WHAT YOU ARE ASKED TO DO ->
Rewrite the material below, replacing each occurrence of "Would you be so kind as to outline" with "Please outline" and leaving everything else unchanged. Omit the pictures from your answer.

EXTRACTED MATERIAL ->
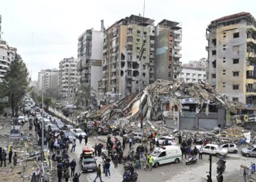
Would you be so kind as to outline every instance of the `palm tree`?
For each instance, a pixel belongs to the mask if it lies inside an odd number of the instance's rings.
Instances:
[[[84,105],[88,107],[89,104],[97,105],[96,90],[89,85],[80,85],[75,92],[75,105]]]

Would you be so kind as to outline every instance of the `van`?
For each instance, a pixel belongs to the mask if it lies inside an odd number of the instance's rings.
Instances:
[[[175,162],[181,160],[181,149],[176,146],[157,147],[150,155],[153,157],[153,166],[157,167],[160,165]]]

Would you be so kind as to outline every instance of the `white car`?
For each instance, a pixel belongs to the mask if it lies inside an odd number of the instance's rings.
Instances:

RESPONSE TO THE TASK ->
Please outline every instance of the `palm tree`?
For each instance, a pixel belongs to the mask if it lies inside an odd number of the instance's rings.
Instances:
[[[84,105],[88,107],[89,104],[97,105],[96,90],[89,85],[80,85],[75,92],[75,105]]]

Please outline every instance of the `van`?
For each instance, a pixel belongs to the mask if it lies inside an odd number of the instance's rings.
Instances:
[[[175,162],[181,160],[181,149],[176,146],[157,147],[150,155],[153,157],[153,166],[157,167],[160,165]]]

Please outline every instance of the `white car`?
For each instance, a pixel belongs to the mask if it lies inside an odd number of the instance's rings.
Instances:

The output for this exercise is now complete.